··· Available records
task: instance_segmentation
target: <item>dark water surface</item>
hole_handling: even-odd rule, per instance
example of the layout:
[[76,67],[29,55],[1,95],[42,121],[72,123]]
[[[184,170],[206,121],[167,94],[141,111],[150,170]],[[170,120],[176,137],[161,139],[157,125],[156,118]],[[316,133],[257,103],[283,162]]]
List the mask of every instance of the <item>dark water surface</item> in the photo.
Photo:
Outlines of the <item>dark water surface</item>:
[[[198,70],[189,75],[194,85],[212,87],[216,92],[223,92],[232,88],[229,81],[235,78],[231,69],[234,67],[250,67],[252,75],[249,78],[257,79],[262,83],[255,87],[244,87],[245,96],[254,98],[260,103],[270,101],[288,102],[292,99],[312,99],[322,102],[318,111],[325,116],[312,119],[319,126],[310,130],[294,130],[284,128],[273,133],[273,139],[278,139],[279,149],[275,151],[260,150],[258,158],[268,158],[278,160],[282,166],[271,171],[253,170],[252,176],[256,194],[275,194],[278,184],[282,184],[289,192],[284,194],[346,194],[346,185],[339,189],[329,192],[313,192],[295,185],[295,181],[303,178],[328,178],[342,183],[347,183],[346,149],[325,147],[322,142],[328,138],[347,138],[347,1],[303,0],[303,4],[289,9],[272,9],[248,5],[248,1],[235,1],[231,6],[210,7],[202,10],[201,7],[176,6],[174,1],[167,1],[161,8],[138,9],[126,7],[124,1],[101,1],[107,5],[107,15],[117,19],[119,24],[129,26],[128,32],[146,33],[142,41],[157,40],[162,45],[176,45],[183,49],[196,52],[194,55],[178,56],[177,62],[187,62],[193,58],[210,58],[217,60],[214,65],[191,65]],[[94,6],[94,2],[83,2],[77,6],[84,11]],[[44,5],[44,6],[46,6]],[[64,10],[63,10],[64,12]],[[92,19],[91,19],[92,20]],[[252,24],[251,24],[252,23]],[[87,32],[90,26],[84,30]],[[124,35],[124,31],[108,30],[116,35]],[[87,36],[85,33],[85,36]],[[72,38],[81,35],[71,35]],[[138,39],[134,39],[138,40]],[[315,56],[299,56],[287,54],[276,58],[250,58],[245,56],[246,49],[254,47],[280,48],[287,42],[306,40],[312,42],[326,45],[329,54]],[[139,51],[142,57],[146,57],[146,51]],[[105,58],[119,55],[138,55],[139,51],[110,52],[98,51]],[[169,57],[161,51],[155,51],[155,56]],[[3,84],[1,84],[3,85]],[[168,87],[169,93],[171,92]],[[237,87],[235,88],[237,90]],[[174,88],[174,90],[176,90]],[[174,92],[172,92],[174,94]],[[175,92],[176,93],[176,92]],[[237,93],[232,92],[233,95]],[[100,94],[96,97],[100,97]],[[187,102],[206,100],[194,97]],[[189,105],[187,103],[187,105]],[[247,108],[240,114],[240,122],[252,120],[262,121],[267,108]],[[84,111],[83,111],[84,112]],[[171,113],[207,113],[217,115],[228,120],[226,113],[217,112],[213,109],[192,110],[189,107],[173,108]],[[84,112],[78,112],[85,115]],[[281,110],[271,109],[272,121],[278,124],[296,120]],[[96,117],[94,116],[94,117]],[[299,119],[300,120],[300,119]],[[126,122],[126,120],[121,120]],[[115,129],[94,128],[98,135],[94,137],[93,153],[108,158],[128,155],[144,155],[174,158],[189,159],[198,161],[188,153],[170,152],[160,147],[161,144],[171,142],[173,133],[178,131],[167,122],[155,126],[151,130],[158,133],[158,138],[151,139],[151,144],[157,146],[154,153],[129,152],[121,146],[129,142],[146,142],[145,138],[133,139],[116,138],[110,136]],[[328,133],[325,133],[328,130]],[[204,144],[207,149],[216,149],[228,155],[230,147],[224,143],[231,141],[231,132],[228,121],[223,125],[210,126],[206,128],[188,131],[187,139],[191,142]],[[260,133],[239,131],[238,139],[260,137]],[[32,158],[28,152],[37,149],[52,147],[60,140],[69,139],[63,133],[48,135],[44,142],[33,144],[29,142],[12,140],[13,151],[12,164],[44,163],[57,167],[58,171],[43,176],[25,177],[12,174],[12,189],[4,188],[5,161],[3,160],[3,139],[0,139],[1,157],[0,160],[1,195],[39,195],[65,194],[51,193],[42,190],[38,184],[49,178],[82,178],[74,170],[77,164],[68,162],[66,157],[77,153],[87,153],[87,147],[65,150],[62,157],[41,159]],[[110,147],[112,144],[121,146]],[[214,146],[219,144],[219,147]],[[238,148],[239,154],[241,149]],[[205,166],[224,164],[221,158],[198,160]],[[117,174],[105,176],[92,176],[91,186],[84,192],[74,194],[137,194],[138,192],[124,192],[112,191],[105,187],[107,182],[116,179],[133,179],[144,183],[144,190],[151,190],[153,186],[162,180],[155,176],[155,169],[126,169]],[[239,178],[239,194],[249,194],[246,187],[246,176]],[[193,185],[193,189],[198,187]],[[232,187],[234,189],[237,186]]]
······
## What needs to be done
Reproduce every item above line for line, with no changes.

## Exercise response
task: instance_segmentation
target: <item>dark water surface</item>
hole_handling: even-odd rule, per instance
example of the layout:
[[76,67],[29,55],[1,95],[42,121],[72,123]]
[[[184,170],[206,121],[167,94],[141,111],[150,170]],[[170,120],[176,137],[161,139],[157,125],[156,118]],[[316,133],[257,103],[283,162]]]
List the mask of every instance of the <item>dark water surface</item> in the photo.
Photo:
Outlines of the <item>dark water surface</item>:
[[[198,70],[189,75],[194,85],[212,87],[216,92],[223,92],[232,88],[229,81],[235,78],[231,69],[234,67],[250,67],[252,75],[249,78],[257,79],[262,83],[255,87],[244,87],[245,96],[254,98],[260,103],[270,101],[288,102],[292,99],[312,99],[322,102],[318,111],[325,116],[312,119],[319,126],[310,130],[294,130],[284,128],[273,133],[273,139],[278,139],[279,149],[275,151],[260,150],[258,158],[268,158],[278,160],[282,166],[271,171],[253,170],[252,176],[256,194],[275,194],[278,184],[282,184],[289,192],[284,194],[346,194],[346,185],[339,189],[329,192],[313,192],[295,185],[295,181],[303,178],[328,178],[342,183],[347,183],[346,149],[325,147],[322,142],[328,138],[347,138],[347,1],[303,0],[303,4],[289,9],[272,9],[248,5],[248,1],[235,1],[231,6],[210,7],[202,10],[201,7],[176,6],[174,1],[167,1],[161,8],[138,9],[126,7],[124,1],[101,1],[107,5],[107,15],[117,19],[119,24],[129,26],[128,32],[146,33],[142,41],[157,40],[162,45],[176,45],[183,49],[196,52],[194,55],[178,56],[177,62],[187,62],[193,58],[210,58],[217,60],[214,65],[191,65]],[[94,6],[94,2],[83,2],[77,6],[84,11]],[[44,5],[44,6],[46,6]],[[64,10],[63,10],[64,12]],[[92,19],[91,19],[92,20]],[[252,24],[251,24],[252,23]],[[87,32],[90,26],[84,30]],[[124,35],[124,31],[108,30],[116,35]],[[87,36],[85,33],[85,36]],[[72,38],[81,35],[71,35]],[[138,39],[134,39],[138,40]],[[315,56],[299,56],[287,54],[276,58],[250,58],[245,56],[246,49],[254,47],[280,48],[287,42],[306,40],[312,42],[326,45],[329,54]],[[139,51],[142,57],[146,57],[146,51]],[[105,58],[119,55],[138,55],[139,51],[110,52],[98,51]],[[169,57],[161,51],[155,51],[155,56]],[[3,84],[1,84],[3,85]],[[168,87],[169,93],[171,92]],[[237,87],[235,88],[237,90]],[[174,88],[174,90],[176,90]],[[174,92],[172,92],[174,94]],[[175,92],[176,93],[176,92]],[[237,93],[232,92],[233,95]],[[100,94],[96,97],[100,97]],[[187,102],[206,100],[194,97]],[[189,105],[187,103],[187,105]],[[247,108],[240,114],[240,122],[252,120],[262,121],[267,108]],[[84,111],[83,111],[84,112]],[[171,113],[207,113],[217,115],[228,120],[226,113],[217,112],[213,109],[192,110],[189,107],[173,108]],[[84,112],[78,112],[85,115]],[[281,110],[271,109],[272,121],[278,124],[296,120]],[[96,117],[94,116],[94,117]],[[299,119],[300,120],[300,119]],[[126,122],[126,120],[121,120]],[[115,129],[94,128],[98,135],[94,137],[93,153],[108,158],[128,155],[144,155],[174,158],[189,159],[198,161],[188,153],[170,152],[160,147],[161,144],[171,142],[173,133],[178,131],[167,122],[155,126],[151,130],[158,133],[158,138],[151,139],[151,144],[157,146],[154,153],[129,152],[121,146],[129,142],[146,142],[145,138],[133,139],[116,138],[110,136]],[[328,133],[325,133],[328,130]],[[204,144],[207,149],[216,149],[228,155],[230,147],[224,143],[231,141],[231,132],[228,121],[223,125],[210,126],[206,128],[188,131],[187,139],[191,142]],[[260,133],[239,131],[238,139],[260,137]],[[32,158],[28,152],[37,149],[52,147],[60,140],[69,139],[63,133],[48,135],[44,142],[33,144],[29,142],[12,140],[13,151],[12,164],[44,163],[57,167],[58,171],[43,176],[25,177],[12,174],[12,189],[4,188],[5,161],[3,160],[3,139],[0,139],[1,157],[0,160],[1,195],[39,195],[65,194],[51,193],[42,190],[38,184],[49,178],[82,178],[74,170],[77,164],[68,162],[66,157],[77,153],[87,153],[87,147],[65,150],[62,157],[41,159]],[[110,147],[112,144],[121,146]],[[214,146],[219,144],[219,147]],[[238,148],[239,154],[241,149]],[[205,166],[224,164],[221,158],[198,160]],[[117,174],[105,176],[92,176],[91,186],[84,192],[74,194],[137,194],[138,192],[124,192],[112,191],[105,187],[107,182],[116,179],[133,179],[144,183],[144,190],[151,190],[153,186],[162,180],[155,176],[155,169],[126,169]],[[239,178],[239,194],[249,194],[246,187],[246,176]],[[193,185],[193,189],[198,187]],[[232,187],[234,189],[237,186]]]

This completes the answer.